* SOURCE TEXT:
But the abortion activists’ agenda doesn’t stop with trying to silence pro-life friends from helping another woman make a life-affirming choice. Articles like the one in Self go so far as to encourage girls and young women to be very careful not to get information from anyone other than Planned Parenthood or the National Abortion Federation.

In fact, number 5 on the “10 Tips to Help” list, says, “Make sure any clinics they’re considering aren’t crisis pregnancy centers.” In the paragraphs following this sub-heading, Self magazine says that these centers, “are often advertised as judgment-free medical facilities for women . . .when in reality many of them are unlicensed, religiously affiliated organizations.” The article continues, “While they refuse to offer information about how or where to obtain an abortion, there are reports that CPCs lie to patients about the safety, accessibility, or legality of abortions.”

The article goes so far as to suggest that if a clinic isn’t listed on the National Abortion Federation’s site, even one negative review about abortion for a clinic is a reason to never go there. “The clinic may be stacking the deck with fake positive reviews,” an activist quoted in the article claims.

Other encouragements from this article include: helping your friend pass the time before their abortion by keeping them distracted, offering to drive them to their abortion, and brining desserts and pain killers to help a friend get through using the abortion pill at home.

Teen Vogue recommends that you should encourage your friend after abortion that she made the right choice. “She shouldn’t have to feel ashamed, because she made the right choice for her situation . . .”

In addition to a list of potential gifts to buy for your friend who just aborted her baby (like heating pads, period-related products for bleeding, and a wearable “Femme F*** You Pin” depicting a woman’s hand giving someone the middle finger), Teen Vogue suggests you sign up to be an abortion clinic escort to help other girls who’ve just undergone an abortion. A link inside this sub-section encourages girls to beware because this job may include facing very aggressive anti-abortion advocates.

The messages of the pro-abortion movement are clear to those of us working unflinchingly for the cause of life. But, what do our girls hear? It’s important for parents of teen girls to understand that the messages targeted at them aren’t neutral when it comes to abortion. There is a deliberate and sophisticated movement that wants to ensure teen and young adult girls only seek information on abortion from abortion providers (who benefit financially from this multi-billion dollar industry), abortion activists, and their allies. Their desire is not for abortion to be one of the options; it’s for abortion to be the only option.

With states like California pushing for easier access to abortion on college campuses, and states like Illinois striving to become the “abortion capital of the Midwest,” our daughters must hear the truth about issues of life from us.

Ask your teen or pre-teen daughter what she knows about abortion. Ask her what kinds of things are said about abortion at school or what she’s read online or in magazines to which she subscribes. You may be surprised at some of the messages to which she’s already been exposed. Some states include information on abortion in high school sex education classes.

It will take intentionality in order to combat all the messages our daughters hear. Having open and honest conversations early can help alert our girls to the reality of the messages they are hearing around them. Ask your daughter to come show you or tell you when she hears confusing messages about abortion. And, make sure she knows that you are always there to talk to if she needs to process what friends are saying or something she’s read.

We have a generation of girls growing up in a world where abortion is normalized and promoted. For this reason, those of us committed to abundant life must also be deliberate in building relationships and communicating the truth in love to this next generation of girls.

If we aren’t discipling our daughters, the culture will.

* PROBLEM TO SOLVE: Repeat, word for word, the part of the passage about magazine advice on abortion starting with "But the abortion" and going on through "National Abortion Federation.". Nothing in the listing matters for this exercise.

* DATA SUPPLIED:
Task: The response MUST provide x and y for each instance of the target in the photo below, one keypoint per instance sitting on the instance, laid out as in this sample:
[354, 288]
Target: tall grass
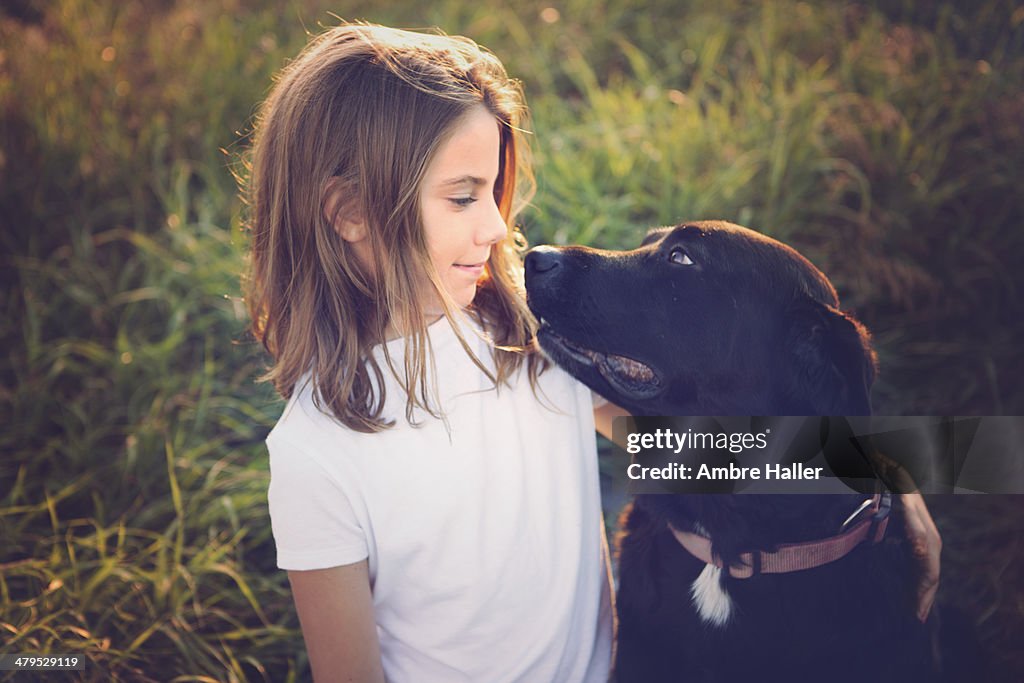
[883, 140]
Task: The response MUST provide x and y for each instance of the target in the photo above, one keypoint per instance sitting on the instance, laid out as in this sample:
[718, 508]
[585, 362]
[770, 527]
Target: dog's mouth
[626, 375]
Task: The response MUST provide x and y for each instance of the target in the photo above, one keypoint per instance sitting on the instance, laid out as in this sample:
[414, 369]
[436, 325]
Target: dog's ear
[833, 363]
==
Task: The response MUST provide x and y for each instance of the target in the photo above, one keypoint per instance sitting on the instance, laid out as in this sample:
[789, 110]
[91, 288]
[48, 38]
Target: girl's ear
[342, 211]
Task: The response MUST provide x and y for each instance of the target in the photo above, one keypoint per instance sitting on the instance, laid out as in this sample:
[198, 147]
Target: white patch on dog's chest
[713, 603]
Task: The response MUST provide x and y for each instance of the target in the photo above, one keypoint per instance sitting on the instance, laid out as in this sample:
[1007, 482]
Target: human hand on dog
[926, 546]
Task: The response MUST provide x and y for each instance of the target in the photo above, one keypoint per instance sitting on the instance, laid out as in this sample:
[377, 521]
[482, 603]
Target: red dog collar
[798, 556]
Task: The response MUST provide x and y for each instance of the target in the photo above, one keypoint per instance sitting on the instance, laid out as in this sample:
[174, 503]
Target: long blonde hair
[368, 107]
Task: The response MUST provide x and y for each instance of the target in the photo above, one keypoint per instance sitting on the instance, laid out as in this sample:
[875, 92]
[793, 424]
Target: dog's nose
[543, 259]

* TASK RESPONSE:
But the abortion activists’ agenda doesn’t stop with trying to silence pro-life friends from helping another woman make a life-affirming choice. Articles like the one in Self go so far as to encourage girls and young women to be very careful not to get information from anyone other than Planned Parenthood or the National Abortion Federation.